Brief:
Please copy the entries below word for word.
(The data Opens)
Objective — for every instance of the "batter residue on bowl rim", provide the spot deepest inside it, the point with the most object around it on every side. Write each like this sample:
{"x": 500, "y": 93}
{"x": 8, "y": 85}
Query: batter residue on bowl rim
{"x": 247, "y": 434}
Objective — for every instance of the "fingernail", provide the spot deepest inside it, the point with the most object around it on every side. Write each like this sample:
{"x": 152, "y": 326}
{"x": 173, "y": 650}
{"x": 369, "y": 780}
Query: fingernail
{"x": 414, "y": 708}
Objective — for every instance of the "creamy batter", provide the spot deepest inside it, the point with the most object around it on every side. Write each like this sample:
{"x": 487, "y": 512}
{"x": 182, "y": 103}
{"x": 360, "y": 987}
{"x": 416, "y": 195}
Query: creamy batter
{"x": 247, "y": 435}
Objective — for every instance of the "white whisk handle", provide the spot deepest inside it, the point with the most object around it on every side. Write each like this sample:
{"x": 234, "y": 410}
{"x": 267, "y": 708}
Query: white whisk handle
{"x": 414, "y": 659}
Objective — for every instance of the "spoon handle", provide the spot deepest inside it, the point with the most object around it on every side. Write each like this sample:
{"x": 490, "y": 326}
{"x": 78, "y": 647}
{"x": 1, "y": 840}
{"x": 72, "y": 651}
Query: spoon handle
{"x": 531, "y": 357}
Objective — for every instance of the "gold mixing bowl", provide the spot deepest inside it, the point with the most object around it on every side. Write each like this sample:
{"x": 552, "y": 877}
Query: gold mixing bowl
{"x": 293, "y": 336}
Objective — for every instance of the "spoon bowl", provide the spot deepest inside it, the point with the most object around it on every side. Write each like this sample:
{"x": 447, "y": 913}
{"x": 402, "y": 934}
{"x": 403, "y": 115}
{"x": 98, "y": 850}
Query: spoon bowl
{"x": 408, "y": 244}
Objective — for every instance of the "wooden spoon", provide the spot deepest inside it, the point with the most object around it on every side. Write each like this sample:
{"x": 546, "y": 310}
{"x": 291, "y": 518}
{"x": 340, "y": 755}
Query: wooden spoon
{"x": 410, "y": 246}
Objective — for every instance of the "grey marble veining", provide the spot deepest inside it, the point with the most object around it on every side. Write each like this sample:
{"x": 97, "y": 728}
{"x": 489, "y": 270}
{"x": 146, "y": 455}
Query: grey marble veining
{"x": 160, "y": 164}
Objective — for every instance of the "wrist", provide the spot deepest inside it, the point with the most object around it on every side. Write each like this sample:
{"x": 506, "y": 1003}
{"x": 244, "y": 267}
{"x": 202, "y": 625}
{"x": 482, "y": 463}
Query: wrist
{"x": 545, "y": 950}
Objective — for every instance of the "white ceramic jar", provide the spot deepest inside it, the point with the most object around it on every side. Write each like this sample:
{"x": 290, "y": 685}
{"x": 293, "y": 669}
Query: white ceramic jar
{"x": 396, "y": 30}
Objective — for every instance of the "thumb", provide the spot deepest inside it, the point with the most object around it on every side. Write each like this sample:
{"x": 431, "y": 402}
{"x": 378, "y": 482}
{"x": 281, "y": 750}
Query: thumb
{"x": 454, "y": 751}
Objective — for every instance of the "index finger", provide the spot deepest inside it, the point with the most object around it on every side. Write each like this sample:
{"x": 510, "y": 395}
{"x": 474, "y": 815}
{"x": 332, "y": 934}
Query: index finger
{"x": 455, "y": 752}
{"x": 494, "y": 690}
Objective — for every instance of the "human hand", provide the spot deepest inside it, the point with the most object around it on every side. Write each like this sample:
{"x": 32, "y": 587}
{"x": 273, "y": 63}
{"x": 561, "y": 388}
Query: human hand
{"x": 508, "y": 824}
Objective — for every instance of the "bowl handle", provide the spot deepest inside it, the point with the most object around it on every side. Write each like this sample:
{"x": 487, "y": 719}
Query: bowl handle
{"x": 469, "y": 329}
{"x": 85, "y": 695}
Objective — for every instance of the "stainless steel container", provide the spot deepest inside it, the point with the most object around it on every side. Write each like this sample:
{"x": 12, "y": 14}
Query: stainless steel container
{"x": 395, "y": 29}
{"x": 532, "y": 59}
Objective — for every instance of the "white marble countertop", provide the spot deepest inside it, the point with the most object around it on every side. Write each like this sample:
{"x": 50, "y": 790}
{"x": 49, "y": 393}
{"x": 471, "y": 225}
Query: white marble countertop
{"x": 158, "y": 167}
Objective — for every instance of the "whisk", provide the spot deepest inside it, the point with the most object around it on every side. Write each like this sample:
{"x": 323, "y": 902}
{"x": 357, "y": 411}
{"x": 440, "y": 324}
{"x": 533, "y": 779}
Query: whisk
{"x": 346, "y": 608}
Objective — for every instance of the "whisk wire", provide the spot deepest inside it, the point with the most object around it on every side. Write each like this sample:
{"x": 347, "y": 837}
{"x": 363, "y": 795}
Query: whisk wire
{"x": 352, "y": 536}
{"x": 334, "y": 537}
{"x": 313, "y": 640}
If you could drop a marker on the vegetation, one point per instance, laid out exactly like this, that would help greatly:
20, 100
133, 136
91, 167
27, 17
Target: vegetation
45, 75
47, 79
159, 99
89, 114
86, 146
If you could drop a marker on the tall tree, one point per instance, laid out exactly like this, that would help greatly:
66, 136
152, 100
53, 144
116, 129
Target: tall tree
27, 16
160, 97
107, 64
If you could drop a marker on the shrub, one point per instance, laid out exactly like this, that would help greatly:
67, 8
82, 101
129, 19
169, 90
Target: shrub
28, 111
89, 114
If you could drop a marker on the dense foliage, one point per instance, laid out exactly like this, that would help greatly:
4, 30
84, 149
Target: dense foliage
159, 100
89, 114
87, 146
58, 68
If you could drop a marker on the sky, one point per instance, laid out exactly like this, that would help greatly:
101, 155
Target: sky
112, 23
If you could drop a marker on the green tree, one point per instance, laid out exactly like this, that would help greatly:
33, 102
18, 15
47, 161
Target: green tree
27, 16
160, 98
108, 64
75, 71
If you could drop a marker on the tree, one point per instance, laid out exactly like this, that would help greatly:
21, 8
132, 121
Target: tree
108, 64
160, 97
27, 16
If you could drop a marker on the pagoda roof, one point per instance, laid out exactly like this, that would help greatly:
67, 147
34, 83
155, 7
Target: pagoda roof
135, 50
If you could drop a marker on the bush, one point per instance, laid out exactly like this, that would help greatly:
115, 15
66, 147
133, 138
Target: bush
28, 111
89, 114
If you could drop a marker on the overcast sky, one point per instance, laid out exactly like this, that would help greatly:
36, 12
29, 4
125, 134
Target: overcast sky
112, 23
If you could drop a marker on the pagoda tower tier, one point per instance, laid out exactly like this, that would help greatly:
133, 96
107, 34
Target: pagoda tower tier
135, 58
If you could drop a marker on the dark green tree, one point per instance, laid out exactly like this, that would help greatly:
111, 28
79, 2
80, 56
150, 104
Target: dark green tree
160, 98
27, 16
(The data Closes)
Solution for this task:
Objective — for every instance of the "batter residue on bowl rim", provide the spot deepest inside it, the point with the most object around it on every side. Write each like this sample:
{"x": 500, "y": 93}
{"x": 8, "y": 85}
Query: batter residue on bowl rim
{"x": 247, "y": 434}
Objective — for every instance of the "fingernail", provide the spot deepest inside it, the point with the most object around it on every side. Write each like this sample:
{"x": 152, "y": 326}
{"x": 173, "y": 650}
{"x": 369, "y": 780}
Query: fingernail
{"x": 414, "y": 708}
Objective — for every instance of the "creamy batter", provide the spot deepest inside it, the point with the most object around it on every side. Write each like this sample:
{"x": 487, "y": 512}
{"x": 182, "y": 103}
{"x": 360, "y": 987}
{"x": 416, "y": 195}
Query: creamy batter
{"x": 247, "y": 435}
Objective — for every instance of the "white whisk handle", provide the spot deepest inside it, the point with the most object around it on every side. Write each like this sample:
{"x": 234, "y": 410}
{"x": 267, "y": 708}
Query: white whisk handle
{"x": 414, "y": 659}
Objective — for every instance of the "spoon handle", provide the spot deepest inside it, the point with the most object around it on every side. Write each like this sample:
{"x": 490, "y": 326}
{"x": 78, "y": 647}
{"x": 1, "y": 840}
{"x": 72, "y": 651}
Query: spoon handle
{"x": 531, "y": 357}
Objective — for every instance of the "gold mixing bowl", provide the spot deepest inside it, the point with the most object around it on every side. Write each like this sample:
{"x": 552, "y": 877}
Query: gold mixing bowl
{"x": 293, "y": 336}
Objective — for every instance of the "spoon bowl", provide the spot deepest inside it, the point with the most object around it on every side. Write each like this sample:
{"x": 447, "y": 913}
{"x": 402, "y": 934}
{"x": 403, "y": 115}
{"x": 98, "y": 850}
Query: spoon bowl
{"x": 408, "y": 244}
Objective — for every instance of the "wooden spoon", provide the spot deepest inside it, the point with the most object around it on every side. Write each like this sample:
{"x": 546, "y": 310}
{"x": 291, "y": 518}
{"x": 340, "y": 755}
Query: wooden spoon
{"x": 410, "y": 246}
Objective — for every instance of the "grey marble veining", provide the spot deepest inside it, the point with the most object around it on every side. Write each like this sample:
{"x": 97, "y": 728}
{"x": 489, "y": 270}
{"x": 146, "y": 455}
Query: grey marble veining
{"x": 160, "y": 164}
Objective — for every instance of the "wrist", provide the spot deepest inside it, the point with the most object around it on every side. Write each like this sample:
{"x": 506, "y": 1003}
{"x": 244, "y": 267}
{"x": 202, "y": 625}
{"x": 482, "y": 463}
Query: wrist
{"x": 545, "y": 950}
Objective — for every instance of the "white ceramic jar", provide the spot deepest inside it, the point with the most object around it on every side. Write each like this sample:
{"x": 290, "y": 685}
{"x": 293, "y": 669}
Query: white ceramic jar
{"x": 396, "y": 30}
Objective — for every instance of the "thumb", provide the spot deepest inside it, the point with the most object around it on every side. Write each like this sample:
{"x": 431, "y": 402}
{"x": 378, "y": 482}
{"x": 281, "y": 750}
Query: thumb
{"x": 454, "y": 751}
Objective — for every instance of the "index finger", provide the spot deepest inside it, the point with the most object around it on every side. Write each like this sample:
{"x": 510, "y": 395}
{"x": 474, "y": 815}
{"x": 332, "y": 934}
Query: index finger
{"x": 455, "y": 752}
{"x": 494, "y": 690}
Objective — for every instance of the "human hand", provide the spot deepest inside it, the point with the most object around it on every side. Write each like this sample:
{"x": 32, "y": 587}
{"x": 273, "y": 63}
{"x": 561, "y": 388}
Query: human hand
{"x": 508, "y": 824}
Objective — for every instance of the "bowl handle", provide the spot deepest inside it, the point with the most object around it on every side. Write each like this sample:
{"x": 487, "y": 719}
Query: bowl handle
{"x": 469, "y": 329}
{"x": 85, "y": 695}
Objective — for every instance of the "stainless steel container", provide the spot deepest inside it, the point with the most object around it on every side. Write each like this sample:
{"x": 12, "y": 14}
Query: stainless steel container
{"x": 395, "y": 29}
{"x": 532, "y": 59}
Objective — for every instance of the "white marble countertop", provide the spot deepest inside it, the point with the most object around it on every side. Write each like this sample:
{"x": 50, "y": 790}
{"x": 49, "y": 393}
{"x": 471, "y": 225}
Query: white marble countertop
{"x": 158, "y": 167}
Objective — for every instance of the "whisk", provide the spot deepest inside it, the point with the most object around it on every side. Write each like this sample:
{"x": 323, "y": 902}
{"x": 357, "y": 411}
{"x": 440, "y": 324}
{"x": 533, "y": 779}
Query: whisk
{"x": 346, "y": 608}
Objective — for every instance of the "whisk wire", provide the spot deepest inside it, the point with the most object around it on every side. Write each like this sample:
{"x": 347, "y": 837}
{"x": 363, "y": 795}
Query: whisk wire
{"x": 352, "y": 536}
{"x": 334, "y": 537}
{"x": 313, "y": 640}
If you could drop a marker on the vegetation, one point per instance, laid out exactly like this, that would help greatly:
20, 100
133, 136
91, 167
27, 17
Target: vegetation
45, 75
47, 79
159, 99
89, 114
86, 146
If you could drop a marker on the tall tree, one point per instance, laid out exactly like this, that would help greatly:
66, 136
152, 100
53, 144
116, 129
Target: tall tree
27, 16
160, 97
107, 64
If you could drop a marker on the shrub, one point per instance, laid out exactly like this, that would help greatly:
67, 8
82, 101
129, 19
169, 90
Target: shrub
28, 111
89, 114
If you could drop a marker on the dense foliage, one point per instance, laid out exactly like this, that would help greatly:
4, 30
84, 149
Target: dense foliage
159, 100
89, 114
87, 146
58, 68
If you could drop a marker on the sky, one point per instance, laid out exactly like this, that would help greatly:
101, 155
Target: sky
112, 23
If you could drop a marker on the green tree, one point per instance, laid out exactly like this, that would help greatly:
33, 102
18, 15
47, 161
Target: green tree
27, 16
160, 98
108, 64
75, 71
If you could drop a marker on the tree, one point per instance, laid out exactly like this, that would help greatly:
21, 8
132, 121
Target: tree
108, 64
160, 97
27, 16
If you could drop a marker on the pagoda roof, one point per instance, laid out exactly like this, that would help greatly:
67, 147
34, 83
155, 7
Target: pagoda roof
135, 50
If you could drop a marker on the bush, one point per instance, laid out exactly like this, that would help greatly:
115, 15
66, 147
133, 138
Target: bush
28, 111
89, 114
If you could drop a marker on the overcast sky, one point per instance, laid out exactly like this, that would help greatly:
36, 12
29, 4
125, 134
Target: overcast sky
112, 23
If you could drop a marker on the pagoda tower tier, one point per instance, laid out exactly like this, that would help greatly:
133, 96
107, 34
Target: pagoda tower tier
135, 58
If you could drop a marker on the dark green tree, one point per instance, laid out exactly like this, that would help greatly:
111, 28
79, 2
80, 56
150, 104
Target: dark green tree
160, 98
27, 16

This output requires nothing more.